■ DOCUMENT SECTION ■
==========
Vendsyssel Forenede Fodboldklubber is a professional football club based in Hjørring, Denmark. The team competes in the Danish 1st Division, the second tier of Danish football. The club plays home matches at Nord Energi Arena, which has a capacity of 7,500. The club is playing on a license from Hjørring IF, which used to belong to FC Hjørring. The club is a cooperation between Hjørring IF and Frederikshavn fI.

History
The roots of Vendsyssel FF can be traced to 9 November 1886, where Hjørring Gymnastikforening was founded. After multiple mergers, the club was named Hjørring IF in 1921. The club's existence has been marked by relative anonymity, bouncing between the lower divisions of the Danish football pyramid. Renamed FC Hjørring in 2006, the club, however, soon found success, secured promotion in their 2009–10 Danish 2nd Divisions campaign. This meant their first promotion to the Danish 1st Division, the second tier in the Danish football league system. 

In May 2013, the Danish Football Association announced that FC Hjørring's licence would be revoked due to poor economy, resulting in a relegation to the Danish 2nd Divisions. FC Hjørring appealed the decision, which was successful, as the Danish Football Association assessed that the financial situation had improved sufficiently in order to renew the licence for the 2010-11 Danish 1st Division. 

On 24 June 2013, FC Hjørring announced a merger with Frederikshavn fI, which would subsequently change the name of the club to Vendsyssel FF. On 3 March 2014, Frederikshavn fI officially announced that they would step out of the merger on the senior level, but that they intended to continue a partnership with Vendsyssel FF on the youth level.
==========
■ EXTRACTED DATA ■

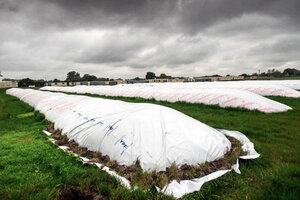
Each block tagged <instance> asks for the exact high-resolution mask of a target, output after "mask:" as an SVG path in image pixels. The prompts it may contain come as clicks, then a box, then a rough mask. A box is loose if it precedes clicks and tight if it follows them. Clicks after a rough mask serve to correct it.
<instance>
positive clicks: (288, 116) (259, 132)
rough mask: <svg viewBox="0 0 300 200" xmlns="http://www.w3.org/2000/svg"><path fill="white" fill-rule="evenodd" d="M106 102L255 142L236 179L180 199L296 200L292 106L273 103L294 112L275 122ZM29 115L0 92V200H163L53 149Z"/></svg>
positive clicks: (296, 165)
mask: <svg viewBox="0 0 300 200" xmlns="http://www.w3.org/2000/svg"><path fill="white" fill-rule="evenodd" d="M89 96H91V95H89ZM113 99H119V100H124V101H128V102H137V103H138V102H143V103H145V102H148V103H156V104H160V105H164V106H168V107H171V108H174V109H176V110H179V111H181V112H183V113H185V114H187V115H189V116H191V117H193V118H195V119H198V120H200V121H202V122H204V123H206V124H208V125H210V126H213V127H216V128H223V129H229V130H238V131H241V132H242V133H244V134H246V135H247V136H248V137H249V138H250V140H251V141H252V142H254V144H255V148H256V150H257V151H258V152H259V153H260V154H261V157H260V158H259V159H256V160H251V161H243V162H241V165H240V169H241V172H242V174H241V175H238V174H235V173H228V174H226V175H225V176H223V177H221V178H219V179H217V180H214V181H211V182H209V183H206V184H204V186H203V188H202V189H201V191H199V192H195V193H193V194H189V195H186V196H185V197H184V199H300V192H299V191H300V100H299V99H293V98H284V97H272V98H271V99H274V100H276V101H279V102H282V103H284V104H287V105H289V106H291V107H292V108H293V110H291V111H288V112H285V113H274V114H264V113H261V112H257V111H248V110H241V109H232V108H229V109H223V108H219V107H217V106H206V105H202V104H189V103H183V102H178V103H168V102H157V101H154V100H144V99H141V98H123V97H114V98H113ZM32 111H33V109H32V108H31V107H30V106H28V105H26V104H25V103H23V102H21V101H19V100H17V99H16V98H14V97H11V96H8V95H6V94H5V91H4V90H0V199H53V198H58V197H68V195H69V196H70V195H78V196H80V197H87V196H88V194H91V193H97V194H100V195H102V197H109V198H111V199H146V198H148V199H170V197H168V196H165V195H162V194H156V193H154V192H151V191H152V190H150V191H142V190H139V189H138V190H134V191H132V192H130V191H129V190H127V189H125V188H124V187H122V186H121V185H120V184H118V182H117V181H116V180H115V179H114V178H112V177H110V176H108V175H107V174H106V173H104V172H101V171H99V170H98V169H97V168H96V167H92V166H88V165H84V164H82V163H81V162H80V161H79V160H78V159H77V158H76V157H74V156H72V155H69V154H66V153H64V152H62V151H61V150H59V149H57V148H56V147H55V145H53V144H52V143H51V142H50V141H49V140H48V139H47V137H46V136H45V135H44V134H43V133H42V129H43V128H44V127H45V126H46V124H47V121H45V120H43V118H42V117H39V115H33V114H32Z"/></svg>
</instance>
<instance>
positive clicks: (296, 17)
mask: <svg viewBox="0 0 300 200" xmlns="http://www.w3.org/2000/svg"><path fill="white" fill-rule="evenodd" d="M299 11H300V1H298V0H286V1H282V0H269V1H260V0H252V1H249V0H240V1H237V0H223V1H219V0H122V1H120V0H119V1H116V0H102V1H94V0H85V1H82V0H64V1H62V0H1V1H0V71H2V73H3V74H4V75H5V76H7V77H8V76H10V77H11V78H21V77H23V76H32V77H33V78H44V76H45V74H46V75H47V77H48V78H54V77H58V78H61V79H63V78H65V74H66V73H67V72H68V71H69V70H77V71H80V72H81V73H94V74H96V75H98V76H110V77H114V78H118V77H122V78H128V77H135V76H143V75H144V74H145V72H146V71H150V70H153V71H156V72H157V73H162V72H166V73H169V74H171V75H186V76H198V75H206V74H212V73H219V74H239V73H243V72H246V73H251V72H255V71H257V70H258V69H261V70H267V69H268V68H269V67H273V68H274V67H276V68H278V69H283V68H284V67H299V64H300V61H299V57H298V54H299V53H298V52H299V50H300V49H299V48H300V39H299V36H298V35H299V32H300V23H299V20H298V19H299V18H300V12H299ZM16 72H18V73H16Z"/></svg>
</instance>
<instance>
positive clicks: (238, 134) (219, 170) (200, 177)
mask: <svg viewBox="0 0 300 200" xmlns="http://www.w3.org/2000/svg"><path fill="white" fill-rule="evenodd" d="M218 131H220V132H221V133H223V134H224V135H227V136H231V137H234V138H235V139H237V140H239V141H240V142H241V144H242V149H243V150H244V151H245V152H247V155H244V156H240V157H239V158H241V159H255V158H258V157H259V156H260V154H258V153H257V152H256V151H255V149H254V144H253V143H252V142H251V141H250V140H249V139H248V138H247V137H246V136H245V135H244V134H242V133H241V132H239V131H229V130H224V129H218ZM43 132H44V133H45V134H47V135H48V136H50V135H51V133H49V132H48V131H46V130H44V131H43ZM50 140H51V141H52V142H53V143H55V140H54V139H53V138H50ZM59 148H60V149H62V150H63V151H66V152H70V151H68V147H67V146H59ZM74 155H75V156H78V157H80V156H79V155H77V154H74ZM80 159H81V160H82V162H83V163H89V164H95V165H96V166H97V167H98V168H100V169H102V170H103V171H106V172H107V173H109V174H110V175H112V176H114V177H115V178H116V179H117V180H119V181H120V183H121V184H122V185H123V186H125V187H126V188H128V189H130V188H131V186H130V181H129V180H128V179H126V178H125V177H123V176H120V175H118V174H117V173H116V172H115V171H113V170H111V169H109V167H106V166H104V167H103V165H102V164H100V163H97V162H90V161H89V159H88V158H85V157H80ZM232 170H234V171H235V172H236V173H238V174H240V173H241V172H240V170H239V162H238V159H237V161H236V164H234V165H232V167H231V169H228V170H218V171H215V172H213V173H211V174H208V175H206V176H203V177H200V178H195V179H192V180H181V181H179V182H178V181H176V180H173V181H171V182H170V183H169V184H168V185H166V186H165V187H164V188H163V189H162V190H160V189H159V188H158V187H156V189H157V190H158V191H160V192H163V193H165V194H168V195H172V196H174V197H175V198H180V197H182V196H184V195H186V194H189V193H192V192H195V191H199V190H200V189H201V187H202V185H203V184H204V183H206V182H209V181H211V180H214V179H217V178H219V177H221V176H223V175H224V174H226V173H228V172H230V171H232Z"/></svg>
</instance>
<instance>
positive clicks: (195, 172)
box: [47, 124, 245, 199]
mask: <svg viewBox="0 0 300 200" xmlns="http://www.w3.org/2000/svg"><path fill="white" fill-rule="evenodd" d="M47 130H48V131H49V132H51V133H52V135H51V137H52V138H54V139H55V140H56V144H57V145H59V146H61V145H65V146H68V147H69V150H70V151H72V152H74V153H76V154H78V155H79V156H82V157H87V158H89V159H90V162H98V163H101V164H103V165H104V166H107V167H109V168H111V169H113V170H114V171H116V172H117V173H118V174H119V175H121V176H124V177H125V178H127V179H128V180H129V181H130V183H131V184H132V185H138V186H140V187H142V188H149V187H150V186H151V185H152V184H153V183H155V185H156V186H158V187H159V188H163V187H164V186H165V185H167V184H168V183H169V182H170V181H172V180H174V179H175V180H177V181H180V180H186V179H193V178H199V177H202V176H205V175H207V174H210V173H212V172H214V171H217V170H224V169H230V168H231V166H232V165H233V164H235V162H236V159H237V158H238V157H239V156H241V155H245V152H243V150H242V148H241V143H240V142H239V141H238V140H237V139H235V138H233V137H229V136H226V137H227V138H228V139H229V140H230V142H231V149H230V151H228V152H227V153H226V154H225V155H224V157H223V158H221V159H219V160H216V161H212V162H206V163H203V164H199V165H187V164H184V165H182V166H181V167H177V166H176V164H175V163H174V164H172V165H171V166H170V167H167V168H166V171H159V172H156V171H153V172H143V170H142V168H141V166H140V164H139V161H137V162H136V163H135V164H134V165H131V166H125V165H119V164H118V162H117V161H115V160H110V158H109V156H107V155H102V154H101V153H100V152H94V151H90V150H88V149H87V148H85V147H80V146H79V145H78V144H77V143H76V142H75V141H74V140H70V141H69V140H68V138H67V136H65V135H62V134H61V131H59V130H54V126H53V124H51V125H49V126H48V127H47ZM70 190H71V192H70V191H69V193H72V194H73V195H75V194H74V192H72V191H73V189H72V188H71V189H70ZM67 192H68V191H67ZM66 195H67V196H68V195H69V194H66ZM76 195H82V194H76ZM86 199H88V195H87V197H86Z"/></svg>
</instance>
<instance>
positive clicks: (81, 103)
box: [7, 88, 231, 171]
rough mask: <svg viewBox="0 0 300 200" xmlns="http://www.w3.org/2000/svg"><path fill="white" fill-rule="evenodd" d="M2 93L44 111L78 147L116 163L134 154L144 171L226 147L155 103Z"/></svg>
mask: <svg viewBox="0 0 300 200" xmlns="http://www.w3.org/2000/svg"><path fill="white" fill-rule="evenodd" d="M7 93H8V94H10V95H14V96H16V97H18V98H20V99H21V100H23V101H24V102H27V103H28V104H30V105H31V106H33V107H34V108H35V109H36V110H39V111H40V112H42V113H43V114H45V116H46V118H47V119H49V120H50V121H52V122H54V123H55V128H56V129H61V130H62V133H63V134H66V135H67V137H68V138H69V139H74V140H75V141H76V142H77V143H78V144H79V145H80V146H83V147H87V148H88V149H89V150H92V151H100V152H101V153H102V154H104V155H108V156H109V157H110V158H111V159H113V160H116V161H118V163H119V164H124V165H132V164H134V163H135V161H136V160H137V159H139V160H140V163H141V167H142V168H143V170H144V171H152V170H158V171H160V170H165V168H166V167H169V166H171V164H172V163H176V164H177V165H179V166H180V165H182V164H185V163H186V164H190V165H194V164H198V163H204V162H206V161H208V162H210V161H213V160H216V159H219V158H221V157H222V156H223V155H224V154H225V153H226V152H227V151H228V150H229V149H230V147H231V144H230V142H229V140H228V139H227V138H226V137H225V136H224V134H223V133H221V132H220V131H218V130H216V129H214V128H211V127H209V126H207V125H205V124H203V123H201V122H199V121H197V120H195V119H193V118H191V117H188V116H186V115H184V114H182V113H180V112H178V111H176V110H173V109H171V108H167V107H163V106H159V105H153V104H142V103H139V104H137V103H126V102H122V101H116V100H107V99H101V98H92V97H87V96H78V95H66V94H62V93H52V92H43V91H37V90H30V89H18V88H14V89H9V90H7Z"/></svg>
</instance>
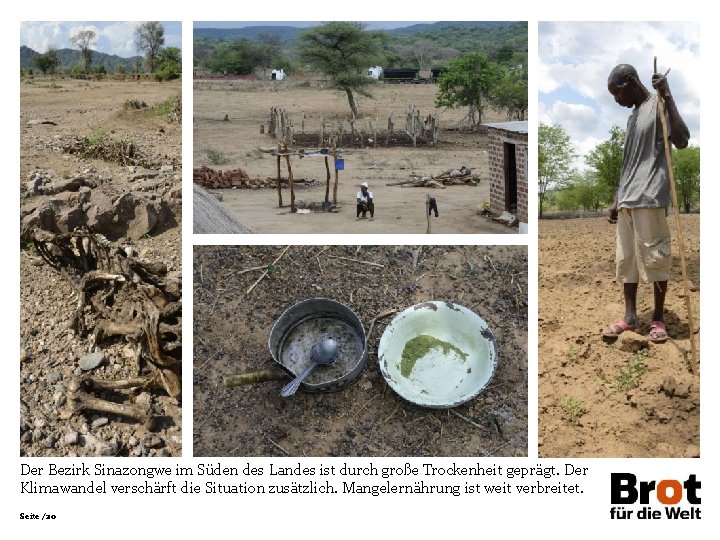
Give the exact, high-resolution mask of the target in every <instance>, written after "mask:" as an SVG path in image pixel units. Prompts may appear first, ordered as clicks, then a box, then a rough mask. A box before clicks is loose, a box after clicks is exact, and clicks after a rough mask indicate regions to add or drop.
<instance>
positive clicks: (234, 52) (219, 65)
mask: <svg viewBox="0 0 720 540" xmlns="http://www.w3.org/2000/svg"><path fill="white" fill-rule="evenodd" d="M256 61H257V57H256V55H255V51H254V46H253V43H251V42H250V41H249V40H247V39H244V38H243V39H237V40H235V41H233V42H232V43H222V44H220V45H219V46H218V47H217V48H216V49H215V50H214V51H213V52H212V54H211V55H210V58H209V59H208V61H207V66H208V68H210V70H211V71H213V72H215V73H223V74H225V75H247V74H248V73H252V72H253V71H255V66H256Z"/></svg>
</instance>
==========
■ WHAT THE TASK REQUIRES ■
When was Hjørring Gymnastikforening founded, according to the passage on Vendsyssel FF?

■ ANSWER BOX ■
9 November 1886